§ SET TASK A: Based on the forum thread below about cash versus a bond ETF, do these statements agree with it? (i) The poster holds bonds for rebalancing and diversification. (ii) The savings account earns 1% per annum. (iii) The cash sits in an off-shore account. For each, answer yes or no and quote the deciding words.

# Cash in a savings account vs tax-free bond ETF



## He-Man (2 Nov 2014)

Here's a question that's been tickling me lately.

I have a present asset allocation of approximately:


9% short-term bonds (high-quality corporate and government)
46% cash in a savings account earning 0.5% per annum
45% stocks (mostly US and European index ETFs)

I'm fully aware that for someone my age (early 30s), I should have a lot more in stocks than in cash and bonds.
The reason I keep bonds is because I invest as a Boglehead. I keep bonds for rebalancing purposes and diversification and have no problem with the low returns right now.
The reason I keep so much cash is because I'm an expat in a potentially volatile country and want to have money to hand in case I need it. It's kept in an off-shore account and is treated as my emergency fund. 

I am aggressively adding to my stocks every month to the extent that by the middle of next year a significant majority of my net worth will be in stocks.

But my question and the purpose of this thread is to ask whether I'd be better taking half my cash and simply adding it to my bond ETFs.

The positives of doing this are:

ETFs are highly liquid, so I could sell the bonds if in dire need
Each bond share pays a dividend, the cumulative sum of which exceeds the amount of interest earned by the cash account 
The expected return is between 1.5 - 3% per annum vs the 0.5% it would earn in the savings account
The amount is diversified among many bonds, vs. resting with just one bank
The negatives are:

I derive psychological comfort from knowing I have a significant sum of cash in case of emergencies
The value of the bonds may decrease as well as increase (though they are unlikely to decrease by much, especially when dividends are reinvested)
The TER ranges from 0.08% to 0.2% per annum depending on the ETF I choose (though I could contrast this charge win inflation eating away at the cash if it's left in a current account)
Mixing up of emergency fund with investment portfolio

In the meantime, all my fresh cash would go into equity every month, so the proportion of my cash and bonds will be decreasing every month as my equity allocation increases.


----------



## alwaysonit (6 Nov 2014)

What bonds are you looking at buying? Can you let me know which ones your 9% is already invested in?

I have all of my fixed income side of my portfolio currently in deposit accounts earning about 1% net.


----------



## He-Man (6 Nov 2014)

alwaysonit said:


> What bonds are you looking at buying? Can you let me know which ones your 9% is already invested in?
> 
> I have all of my fixed income side of my portfolio currently in deposit accounts earning about 1% net.

§ SET TASK B: Recast the listing below as a numbered list, leaving out any blank lines.

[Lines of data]
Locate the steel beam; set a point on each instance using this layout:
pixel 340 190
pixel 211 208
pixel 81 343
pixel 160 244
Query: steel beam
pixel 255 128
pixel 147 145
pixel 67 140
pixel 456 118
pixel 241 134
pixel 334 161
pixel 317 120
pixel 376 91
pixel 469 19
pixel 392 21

§ WRITTEN SOLUTION A:
(i) Yes: "I keep bonds for rebalancing purposes and diversification"
(ii) No: "46% cash in a savings account earning 0.5% per annum"
(iii) Yes: "It's kept in an off-shore account"

§ WRITTEN SOLUTION B:
1. Locate the steel beam; set a point on each instance using this layout:
2. pixel 340 190
3. pixel 211 208
4. pixel 81 343
5. pixel 160 244
6. Query: steel beam
7. pixel 255 128
8. pixel 147 145
9. pixel 67 140
10. pixel 456 118
11. pixel 241 134
12. pixel 334 161
13. pixel 317 120
14. pixel 376 91
15. pixel 469 19
16. pixel 392 21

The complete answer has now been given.